-- START Provided records --
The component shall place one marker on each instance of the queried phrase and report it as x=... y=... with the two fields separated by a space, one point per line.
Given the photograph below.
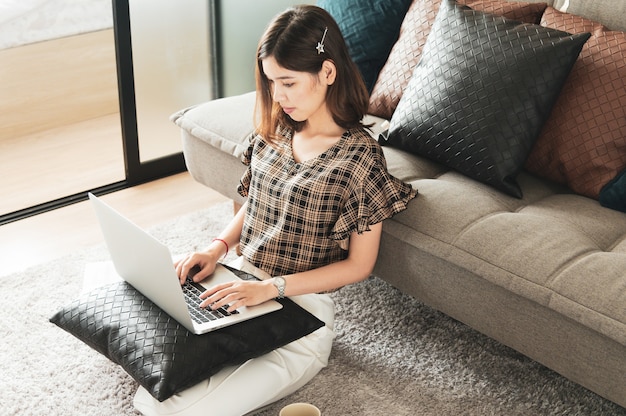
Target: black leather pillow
x=481 y=92
x=158 y=352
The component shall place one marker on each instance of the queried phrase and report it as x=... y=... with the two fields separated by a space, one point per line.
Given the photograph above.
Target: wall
x=242 y=22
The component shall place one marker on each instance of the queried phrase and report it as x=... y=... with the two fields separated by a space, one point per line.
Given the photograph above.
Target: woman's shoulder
x=359 y=139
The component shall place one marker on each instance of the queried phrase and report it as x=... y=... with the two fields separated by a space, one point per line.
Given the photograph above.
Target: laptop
x=147 y=265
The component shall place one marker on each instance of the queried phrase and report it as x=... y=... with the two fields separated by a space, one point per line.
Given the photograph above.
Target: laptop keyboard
x=192 y=292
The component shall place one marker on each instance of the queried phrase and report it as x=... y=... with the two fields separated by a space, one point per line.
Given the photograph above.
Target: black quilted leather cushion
x=158 y=352
x=481 y=93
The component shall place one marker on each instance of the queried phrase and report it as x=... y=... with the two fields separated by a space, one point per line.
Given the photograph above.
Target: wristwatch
x=279 y=282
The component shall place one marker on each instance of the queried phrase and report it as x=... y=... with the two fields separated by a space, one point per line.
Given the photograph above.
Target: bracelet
x=223 y=242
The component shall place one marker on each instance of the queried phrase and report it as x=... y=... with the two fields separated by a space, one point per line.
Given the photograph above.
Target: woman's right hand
x=205 y=262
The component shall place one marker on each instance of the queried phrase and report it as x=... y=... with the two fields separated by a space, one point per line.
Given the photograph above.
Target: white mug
x=300 y=409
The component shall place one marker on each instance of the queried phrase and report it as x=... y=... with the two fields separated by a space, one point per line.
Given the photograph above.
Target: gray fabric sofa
x=544 y=274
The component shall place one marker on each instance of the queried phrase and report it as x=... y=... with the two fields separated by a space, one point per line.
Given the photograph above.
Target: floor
x=47 y=236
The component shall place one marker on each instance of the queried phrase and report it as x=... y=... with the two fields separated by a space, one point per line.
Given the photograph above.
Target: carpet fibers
x=397 y=357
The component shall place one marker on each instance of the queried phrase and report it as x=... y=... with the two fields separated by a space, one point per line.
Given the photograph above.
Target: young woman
x=317 y=191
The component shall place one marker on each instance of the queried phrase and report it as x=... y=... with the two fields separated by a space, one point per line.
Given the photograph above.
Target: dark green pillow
x=481 y=92
x=613 y=194
x=370 y=28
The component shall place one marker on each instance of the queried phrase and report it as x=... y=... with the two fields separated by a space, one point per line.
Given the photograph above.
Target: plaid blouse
x=300 y=215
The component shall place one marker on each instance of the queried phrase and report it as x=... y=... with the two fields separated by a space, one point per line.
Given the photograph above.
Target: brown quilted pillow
x=405 y=54
x=583 y=143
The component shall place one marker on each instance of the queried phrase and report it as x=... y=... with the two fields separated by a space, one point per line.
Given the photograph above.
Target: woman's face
x=301 y=95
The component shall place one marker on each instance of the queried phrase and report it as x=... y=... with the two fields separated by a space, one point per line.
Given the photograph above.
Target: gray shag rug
x=395 y=357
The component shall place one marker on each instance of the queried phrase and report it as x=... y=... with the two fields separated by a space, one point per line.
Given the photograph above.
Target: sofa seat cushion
x=224 y=123
x=561 y=250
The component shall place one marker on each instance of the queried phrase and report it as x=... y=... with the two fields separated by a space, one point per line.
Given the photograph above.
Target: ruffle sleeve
x=379 y=196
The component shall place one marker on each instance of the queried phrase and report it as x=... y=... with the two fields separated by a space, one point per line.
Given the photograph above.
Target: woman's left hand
x=238 y=294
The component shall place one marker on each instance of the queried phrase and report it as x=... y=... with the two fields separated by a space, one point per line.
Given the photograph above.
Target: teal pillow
x=370 y=28
x=613 y=194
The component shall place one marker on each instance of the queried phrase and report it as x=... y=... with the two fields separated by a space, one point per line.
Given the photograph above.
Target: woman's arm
x=207 y=259
x=362 y=254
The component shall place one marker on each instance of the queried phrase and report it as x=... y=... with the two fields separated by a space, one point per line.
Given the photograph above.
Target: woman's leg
x=238 y=390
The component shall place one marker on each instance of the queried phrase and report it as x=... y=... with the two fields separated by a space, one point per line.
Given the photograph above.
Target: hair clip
x=320 y=44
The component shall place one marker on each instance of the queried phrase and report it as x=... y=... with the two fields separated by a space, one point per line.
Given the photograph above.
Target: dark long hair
x=291 y=39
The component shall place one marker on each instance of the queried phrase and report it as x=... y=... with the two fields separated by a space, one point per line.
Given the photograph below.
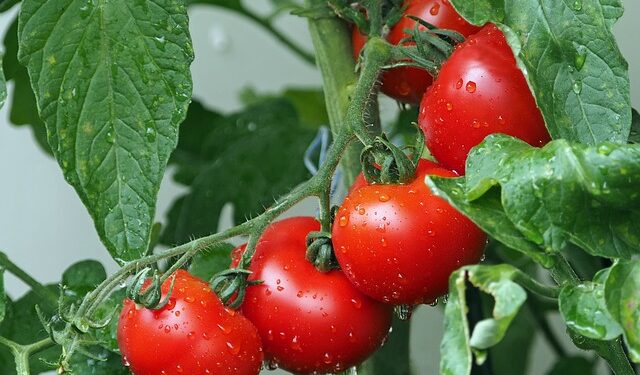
-- END Provided records --
*Direction:* Locate each line in the records above that contains the word "pillow", and copy those lines.

*Solution for this problem:*
Target: black leather pillow
Target: dark green pillow
Target: brown quilted pillow
Target: teal pillow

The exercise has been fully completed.